▶ The request
Rewrite every one of these lines with "thickest part" changed to "widest part" each time it appears, and keep everything else the same.

▶ Dataset records
◇ ◇ ◇

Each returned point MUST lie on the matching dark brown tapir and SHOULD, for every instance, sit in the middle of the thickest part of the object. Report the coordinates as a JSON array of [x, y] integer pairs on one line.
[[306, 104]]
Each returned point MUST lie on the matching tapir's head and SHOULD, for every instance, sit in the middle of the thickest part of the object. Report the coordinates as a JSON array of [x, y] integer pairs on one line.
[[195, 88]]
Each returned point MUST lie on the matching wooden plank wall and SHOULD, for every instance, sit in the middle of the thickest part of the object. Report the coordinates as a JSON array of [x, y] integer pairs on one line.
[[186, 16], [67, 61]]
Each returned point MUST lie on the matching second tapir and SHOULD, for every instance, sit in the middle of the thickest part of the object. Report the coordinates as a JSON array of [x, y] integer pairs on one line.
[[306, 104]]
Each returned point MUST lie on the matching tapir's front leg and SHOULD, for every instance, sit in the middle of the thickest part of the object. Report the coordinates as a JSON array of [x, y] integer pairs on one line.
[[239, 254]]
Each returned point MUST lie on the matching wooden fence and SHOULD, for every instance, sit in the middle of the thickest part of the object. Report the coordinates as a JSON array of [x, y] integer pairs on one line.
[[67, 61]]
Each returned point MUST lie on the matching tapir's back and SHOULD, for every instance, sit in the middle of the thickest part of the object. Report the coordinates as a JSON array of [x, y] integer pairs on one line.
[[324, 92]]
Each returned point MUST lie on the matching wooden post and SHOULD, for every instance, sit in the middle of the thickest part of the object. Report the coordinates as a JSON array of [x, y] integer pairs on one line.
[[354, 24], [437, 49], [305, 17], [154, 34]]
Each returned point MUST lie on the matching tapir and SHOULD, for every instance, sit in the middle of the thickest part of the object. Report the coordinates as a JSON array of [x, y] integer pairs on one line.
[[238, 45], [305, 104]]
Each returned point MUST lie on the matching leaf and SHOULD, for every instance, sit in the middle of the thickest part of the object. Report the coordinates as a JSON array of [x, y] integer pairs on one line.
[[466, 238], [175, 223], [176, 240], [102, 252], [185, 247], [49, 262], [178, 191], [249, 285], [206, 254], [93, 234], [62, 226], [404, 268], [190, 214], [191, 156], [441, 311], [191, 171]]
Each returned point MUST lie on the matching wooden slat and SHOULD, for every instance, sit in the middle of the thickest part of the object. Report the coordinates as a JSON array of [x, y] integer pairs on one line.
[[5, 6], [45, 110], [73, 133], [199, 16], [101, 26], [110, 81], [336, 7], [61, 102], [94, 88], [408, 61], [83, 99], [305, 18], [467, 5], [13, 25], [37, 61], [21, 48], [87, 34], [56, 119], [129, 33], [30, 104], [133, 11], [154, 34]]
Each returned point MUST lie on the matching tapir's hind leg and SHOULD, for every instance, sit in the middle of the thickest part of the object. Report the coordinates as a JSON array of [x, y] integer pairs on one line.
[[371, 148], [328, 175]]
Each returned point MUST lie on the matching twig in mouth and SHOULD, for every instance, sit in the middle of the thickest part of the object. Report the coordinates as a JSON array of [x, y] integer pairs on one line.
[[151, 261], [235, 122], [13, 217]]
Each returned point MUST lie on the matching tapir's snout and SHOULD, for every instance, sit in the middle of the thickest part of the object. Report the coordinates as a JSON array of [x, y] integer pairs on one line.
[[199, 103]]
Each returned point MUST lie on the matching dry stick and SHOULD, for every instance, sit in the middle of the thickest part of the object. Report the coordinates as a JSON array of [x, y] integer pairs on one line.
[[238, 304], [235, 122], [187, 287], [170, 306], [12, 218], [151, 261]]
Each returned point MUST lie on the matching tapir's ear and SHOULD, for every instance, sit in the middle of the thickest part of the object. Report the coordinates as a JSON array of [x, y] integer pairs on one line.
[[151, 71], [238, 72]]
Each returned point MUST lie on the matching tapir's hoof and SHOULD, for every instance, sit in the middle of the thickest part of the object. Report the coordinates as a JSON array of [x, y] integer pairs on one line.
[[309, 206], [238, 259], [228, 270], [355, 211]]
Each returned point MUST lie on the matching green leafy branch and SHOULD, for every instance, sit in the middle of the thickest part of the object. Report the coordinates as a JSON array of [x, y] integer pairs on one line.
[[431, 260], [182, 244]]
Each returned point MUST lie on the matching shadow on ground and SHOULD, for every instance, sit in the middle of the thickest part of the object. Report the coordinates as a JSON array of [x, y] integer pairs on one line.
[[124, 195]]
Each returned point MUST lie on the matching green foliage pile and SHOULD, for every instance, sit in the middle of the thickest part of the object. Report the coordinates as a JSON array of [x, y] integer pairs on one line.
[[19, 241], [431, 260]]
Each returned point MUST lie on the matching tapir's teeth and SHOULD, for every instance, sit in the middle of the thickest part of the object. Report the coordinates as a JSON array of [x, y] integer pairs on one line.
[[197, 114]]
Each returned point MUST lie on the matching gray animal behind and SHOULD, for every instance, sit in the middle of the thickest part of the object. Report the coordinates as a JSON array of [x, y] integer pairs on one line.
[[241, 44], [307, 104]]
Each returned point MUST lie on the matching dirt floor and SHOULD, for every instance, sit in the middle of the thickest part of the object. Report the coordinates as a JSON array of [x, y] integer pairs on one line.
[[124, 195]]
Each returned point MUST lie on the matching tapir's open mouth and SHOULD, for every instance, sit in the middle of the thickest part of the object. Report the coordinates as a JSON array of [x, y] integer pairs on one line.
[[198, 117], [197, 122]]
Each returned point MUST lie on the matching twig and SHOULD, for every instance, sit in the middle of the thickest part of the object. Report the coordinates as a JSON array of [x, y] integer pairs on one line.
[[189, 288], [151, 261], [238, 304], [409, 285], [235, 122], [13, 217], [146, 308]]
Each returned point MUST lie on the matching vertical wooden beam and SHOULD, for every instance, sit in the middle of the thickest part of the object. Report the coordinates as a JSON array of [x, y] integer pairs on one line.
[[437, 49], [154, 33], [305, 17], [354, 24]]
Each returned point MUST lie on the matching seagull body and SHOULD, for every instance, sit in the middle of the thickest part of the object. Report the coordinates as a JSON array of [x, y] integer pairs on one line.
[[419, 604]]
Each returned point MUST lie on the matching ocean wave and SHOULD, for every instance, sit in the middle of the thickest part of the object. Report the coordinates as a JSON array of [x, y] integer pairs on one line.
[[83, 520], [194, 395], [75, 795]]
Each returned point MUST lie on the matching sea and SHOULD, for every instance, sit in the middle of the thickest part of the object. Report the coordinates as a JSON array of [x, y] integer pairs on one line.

◇ ◇ ◇

▶ Result
Each returned point MUST lie on the matching dark brown tapir and SHOULD, for every instance, sit in the middle of the widest part of the object. Report the coordinates as a JSON array of [x, y] integer pairs on one line.
[[306, 104]]
Each returned point MUST lie on the matching tapir's head and SHOULD, for every instance, sit in the middle of the widest part of the object. Report the coordinates as a JSON array of [x, y] integer pairs on one line.
[[195, 88]]
Each returned point MUST lie on the matching wooden plank wall and SHOULD, for every instance, sit in the middle of the widest part of the object. Report the coordinates as a JSON array of [x, y] integer pairs on one line.
[[186, 16], [67, 61]]
Each returned point MUST lie on the matching second tapir and SHOULD, for every instance, sit in the middle of the widest part of the object. Report the coordinates as a JSON array of [x, y] integer pairs on one line.
[[306, 104]]
Each returned point MUST lie on the matching tapir's front leg and SHOULD, for every instance, sit in the middle of the widest part of the object. Report the coordinates as a JSON array of [x, y] integer pairs on one line.
[[239, 254]]
Each returned point MUST lie on the matching wooden fence and SHOULD, for every instance, sit in the middle of the widest part of the object. Report the coordinates as a JSON array of [x, y] integer pairs on one line.
[[67, 61]]
Each returned point MUST lie on the matching tapir's back and SHOULD, for every instance, sit in the middle of the widest part of the object. Report the coordinates as a JSON array of [x, y] integer pairs on one line.
[[324, 92]]
Each returned point MUST lie on the matching wooden post and SHOULD, for every instance, sit in the middle of the widest part of the object. Report the coordinates as a JSON array of [x, y] integer pairs on one line.
[[354, 24], [437, 49], [305, 17], [154, 34]]
Each returned point MUST lie on the matching tapir and SHOULD, for every instance, sit in the middle of the widest part of the object. Report the coordinates as a JSON array of [x, y] integer pairs on one line.
[[238, 45], [305, 104]]
Each returned point MUST lie on the matching leaf and SHOULD, for every instance, sit in the middle of the widest part of the object. Report the coordinates as a JSON array of [x, y] integer pairs on one line.
[[466, 238], [175, 223], [176, 240], [102, 252], [185, 247], [49, 262], [178, 191], [249, 285], [206, 254], [93, 234], [62, 226], [404, 268], [190, 214], [191, 156], [441, 311], [191, 171]]
Each returned point MUST lie on the matching wooden slat and SHOULD, for every instance, sit in the middle of the widest part of the object. Report the coordinates as a JSON array of [x, y] integer pairs on one line.
[[5, 6], [45, 110], [73, 133], [199, 16], [101, 26], [110, 81], [336, 7], [61, 102], [94, 88], [408, 61], [83, 99], [305, 18], [467, 5], [13, 25], [37, 61], [21, 48], [87, 34], [56, 119], [129, 33], [30, 104], [133, 11], [154, 34]]
Each returned point MUST lie on the matching tapir's hind leg and SHOULD, for every instance, sit in the middle of the widest part of the object. Report the coordinates as a JSON array of [x, y] integer pairs on one line.
[[371, 148], [328, 175]]
Each returned point MUST lie on the matching twig in mouth and SHOULD, for every instance, sit in the middle of the widest part of the object. Report the coordinates as a JSON array of [x, y] integer pairs on one line.
[[151, 261], [235, 122], [13, 217]]
Each returned point MUST lie on the matching tapir's snout and SHOULD, for every instance, sit in the middle of the widest part of the object. Report the coordinates as a JSON array of [x, y] integer pairs on one line.
[[199, 103]]
Each returned point MUST lie on the matching dry stick and SHOULD, for every instance, sit in the middle of the widest part of the object. Report the coordinates as a JSON array of [x, y] integer pairs on one line.
[[238, 304], [235, 122], [187, 287], [170, 306], [12, 218], [151, 261]]
Each returned point MUST lie on the matching tapir's ear and SHOULD, for every instance, sit in the middle of the widest part of the object. Report the coordinates as a JSON array of [x, y] integer pairs on one line.
[[151, 71], [238, 72]]
Each returned point MUST lie on the matching tapir's hoof and SHOULD, for every instance, sit in the middle of the widest part of the object. Report the coordinates as a JSON array of [x, y] integer pairs on one line.
[[309, 206], [238, 259], [228, 270], [355, 211]]
Each returned point MUST lie on the matching green leafy branch and SHOULD, for every instance, sit in the middle of the widest part of the object. Report the coordinates as a JSON array of [x, y] integer pairs on one line.
[[431, 260], [182, 244]]
Each returned point MUST lie on the matching shadow on ground and SHOULD, for every instance, sit in the middle of the widest part of the object. Report the coordinates as a JSON array of [x, y] integer pairs on one line.
[[124, 195]]
Each returned point MUST lie on the matching green foliage pile and SHOULD, for every instance, sit in the middle of the widest part of the object. Report the coordinates as a JSON array of [x, y] integer pairs on one line.
[[19, 241], [431, 260]]
Each returned point MUST lie on the matching tapir's teeth and SHOULD, for every instance, sit in the middle of the widest part of the object. Report the coordinates as a JSON array of [x, y] integer pairs on one line.
[[197, 114]]
Each returned point MUST lie on the matching gray animal behind and SHOULD, for every instance, sit in the middle of the widest part of the object. Report the coordinates as a JSON array of [x, y] integer pairs on one line.
[[241, 44], [307, 104]]
Each returned point MUST lie on the matching dirt floor and SHOULD, for every instance, sit in the middle of the widest part of the object. Report the coordinates as a JSON array of [x, y] integer pairs on one line.
[[124, 195]]
Each returned point MUST lie on the matching tapir's open mouth and SHOULD, for every instance, sit in the middle of the widest part of the object. Report the coordinates as a JSON array of [x, y] integer pairs on one line.
[[198, 117], [197, 122]]
Each returned point MUST lie on the matching twig and SHOULD, for every instance, sit in the middle of the widest part of the object. Report the coordinates as a JSON array of [x, y] integer pairs on one line.
[[189, 288], [151, 261], [238, 304], [409, 285], [235, 122], [13, 217], [146, 308]]
Each returned point MUST lie on the matching vertical wooden beam and SHOULD, for every instance, sit in the middle of the widest part of the object. Report the coordinates as a JSON array of [x, y] integer pairs on one line.
[[437, 49], [154, 33], [305, 17], [354, 24]]
Each returned point MUST lie on the matching seagull body and SHOULD, for every instance, sit in the middle of the widest part of the object. Report the coordinates as a JSON array of [x, y] integer pairs on one line.
[[419, 604]]
Each returned point MUST lie on the matching ocean wave and SHOULD, for every instance, sit in the middle of the widest part of the object. Report the coordinates as a JSON array of [x, y] integer pairs on one line.
[[83, 520], [194, 395], [75, 795]]
Each returned point MUST lie on the matching sea and SHOULD, for every instance, sit in the middle of the widest part of the object. Report the coordinates as a JSON array of [x, y] integer pairs on one line.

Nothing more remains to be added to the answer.